Rescale the entries between the line holding "of the gray" and the line holding "of the yellow", inclusive, and write out only those lines, requests included. Multiply every point coordinate in the answers by 2.2 and round to whole numbers, with halves rounding up.

• _RECORDS TO USE_
○ ○ ○

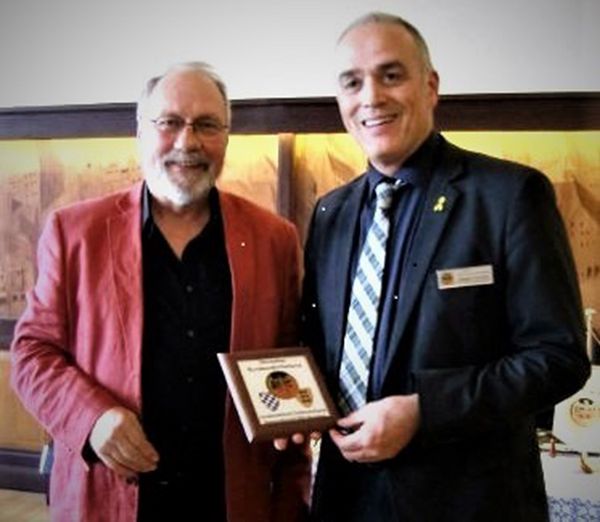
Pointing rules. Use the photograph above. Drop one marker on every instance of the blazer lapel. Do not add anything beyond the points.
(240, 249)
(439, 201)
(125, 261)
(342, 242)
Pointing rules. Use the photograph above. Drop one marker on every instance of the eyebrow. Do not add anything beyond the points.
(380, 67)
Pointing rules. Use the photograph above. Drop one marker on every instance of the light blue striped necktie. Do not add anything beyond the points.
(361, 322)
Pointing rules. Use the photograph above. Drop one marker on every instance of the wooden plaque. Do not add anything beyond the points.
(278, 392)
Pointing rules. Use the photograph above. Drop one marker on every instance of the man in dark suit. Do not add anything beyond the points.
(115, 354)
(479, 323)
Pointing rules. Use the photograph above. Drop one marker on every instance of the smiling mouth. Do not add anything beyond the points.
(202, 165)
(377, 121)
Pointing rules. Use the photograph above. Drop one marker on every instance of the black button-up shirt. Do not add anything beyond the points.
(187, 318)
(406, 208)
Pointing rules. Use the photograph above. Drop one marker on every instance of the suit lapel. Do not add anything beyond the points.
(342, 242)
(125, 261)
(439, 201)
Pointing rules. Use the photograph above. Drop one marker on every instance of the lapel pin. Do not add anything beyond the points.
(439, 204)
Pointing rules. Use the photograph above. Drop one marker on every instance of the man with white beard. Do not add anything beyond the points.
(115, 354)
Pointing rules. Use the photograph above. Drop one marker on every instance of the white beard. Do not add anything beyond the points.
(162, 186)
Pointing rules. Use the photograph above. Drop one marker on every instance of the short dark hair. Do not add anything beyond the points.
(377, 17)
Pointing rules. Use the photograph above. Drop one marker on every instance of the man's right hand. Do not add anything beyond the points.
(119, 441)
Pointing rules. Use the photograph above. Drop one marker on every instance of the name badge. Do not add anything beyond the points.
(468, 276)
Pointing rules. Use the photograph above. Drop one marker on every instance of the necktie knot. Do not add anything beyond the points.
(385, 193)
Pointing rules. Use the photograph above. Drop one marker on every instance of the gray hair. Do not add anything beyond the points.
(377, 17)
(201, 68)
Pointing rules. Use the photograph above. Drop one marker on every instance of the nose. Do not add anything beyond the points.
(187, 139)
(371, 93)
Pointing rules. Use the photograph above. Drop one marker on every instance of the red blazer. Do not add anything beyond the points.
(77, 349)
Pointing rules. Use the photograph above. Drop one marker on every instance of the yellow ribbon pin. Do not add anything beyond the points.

○ ○ ○

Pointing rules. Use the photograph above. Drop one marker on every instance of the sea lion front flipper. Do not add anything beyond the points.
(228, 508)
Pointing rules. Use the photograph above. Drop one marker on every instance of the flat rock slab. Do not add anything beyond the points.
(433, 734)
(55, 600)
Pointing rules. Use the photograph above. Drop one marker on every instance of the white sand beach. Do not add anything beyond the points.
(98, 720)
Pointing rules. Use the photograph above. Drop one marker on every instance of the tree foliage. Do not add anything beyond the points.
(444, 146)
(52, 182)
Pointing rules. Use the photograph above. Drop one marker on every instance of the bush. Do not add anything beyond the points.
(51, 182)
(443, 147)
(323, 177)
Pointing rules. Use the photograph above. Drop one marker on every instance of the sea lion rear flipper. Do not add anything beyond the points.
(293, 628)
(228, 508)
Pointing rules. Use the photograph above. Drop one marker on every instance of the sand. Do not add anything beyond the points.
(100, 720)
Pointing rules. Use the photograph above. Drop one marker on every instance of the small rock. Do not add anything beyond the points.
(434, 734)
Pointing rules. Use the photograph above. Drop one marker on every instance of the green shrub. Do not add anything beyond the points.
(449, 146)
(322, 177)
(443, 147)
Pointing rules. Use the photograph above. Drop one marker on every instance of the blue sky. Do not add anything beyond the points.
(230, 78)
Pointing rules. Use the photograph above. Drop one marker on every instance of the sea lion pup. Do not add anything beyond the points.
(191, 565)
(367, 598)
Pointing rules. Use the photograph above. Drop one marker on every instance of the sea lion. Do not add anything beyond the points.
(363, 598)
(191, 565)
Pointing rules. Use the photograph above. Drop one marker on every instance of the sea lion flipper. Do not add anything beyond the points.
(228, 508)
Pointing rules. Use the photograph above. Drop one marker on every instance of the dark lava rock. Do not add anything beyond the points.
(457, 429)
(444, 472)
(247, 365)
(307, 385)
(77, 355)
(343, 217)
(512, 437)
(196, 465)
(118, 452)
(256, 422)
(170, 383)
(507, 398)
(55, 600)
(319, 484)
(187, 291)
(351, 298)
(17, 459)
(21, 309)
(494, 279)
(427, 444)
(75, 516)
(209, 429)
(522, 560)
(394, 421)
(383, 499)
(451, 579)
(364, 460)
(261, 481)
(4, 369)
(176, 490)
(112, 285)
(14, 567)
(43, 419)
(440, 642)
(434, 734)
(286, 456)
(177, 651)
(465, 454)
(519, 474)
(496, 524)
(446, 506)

○ ○ ○

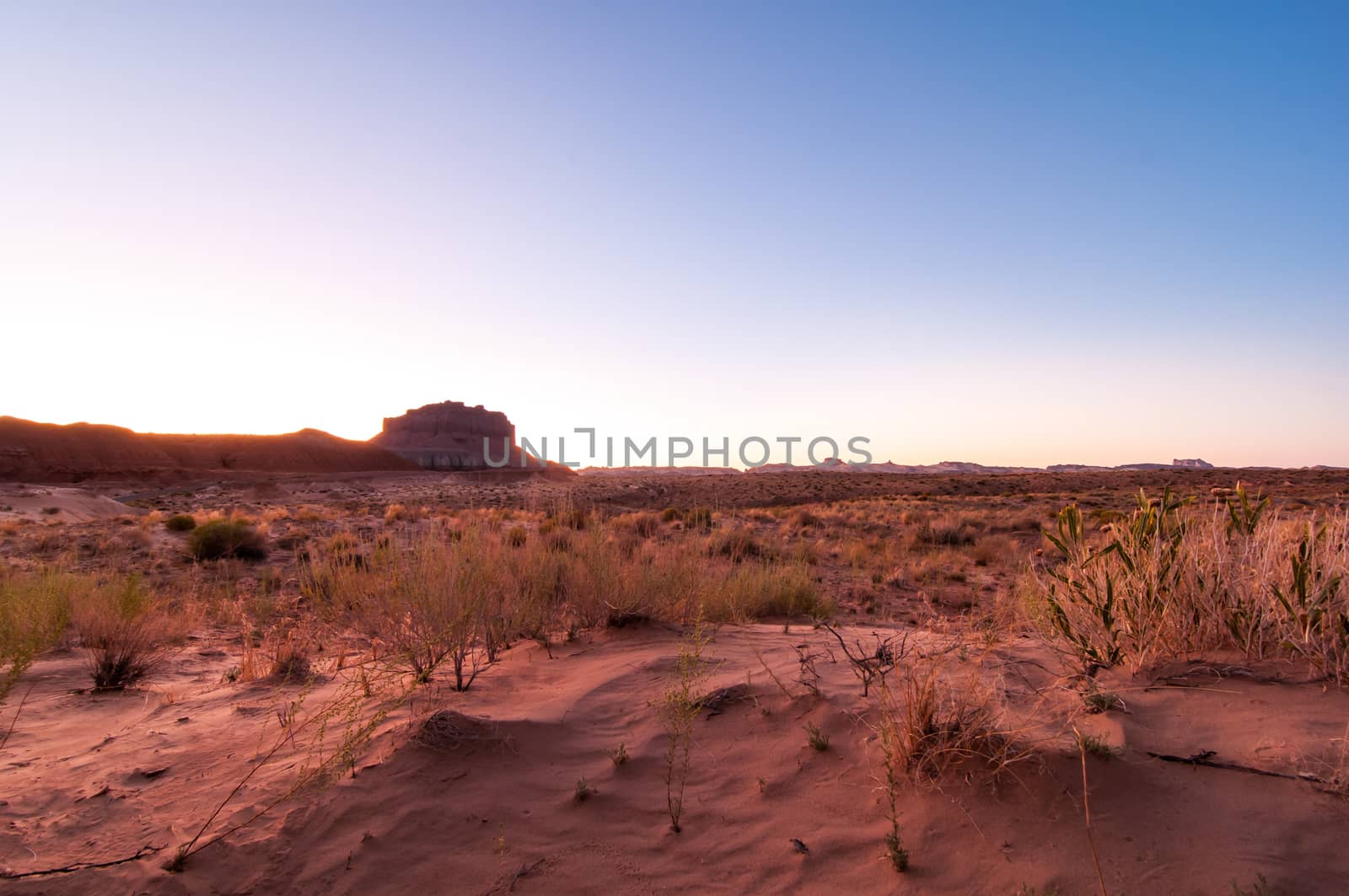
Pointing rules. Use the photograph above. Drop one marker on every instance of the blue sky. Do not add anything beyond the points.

○ ○ ○

• _SOLUTION TO THIS TASK_
Pointing rules. Use the photograph above. Drop one marker on every instance of the gray hair. Do not add anything beyond the points.
(829, 37)
(442, 150)
Pointing rules. Use the photograph above. Drop one marker on every instance of the nose. Do not add anything beyond the points.
(411, 306)
(816, 205)
Pointing rules. Use the photograph above. Drop one marker on every instance of the red blazer. Do not add anything beyond the points.
(169, 768)
Pointing rules. Use the photograph above. Drop one marker on every instance of the yellow ribbon pin. Do not add anything beyond the points.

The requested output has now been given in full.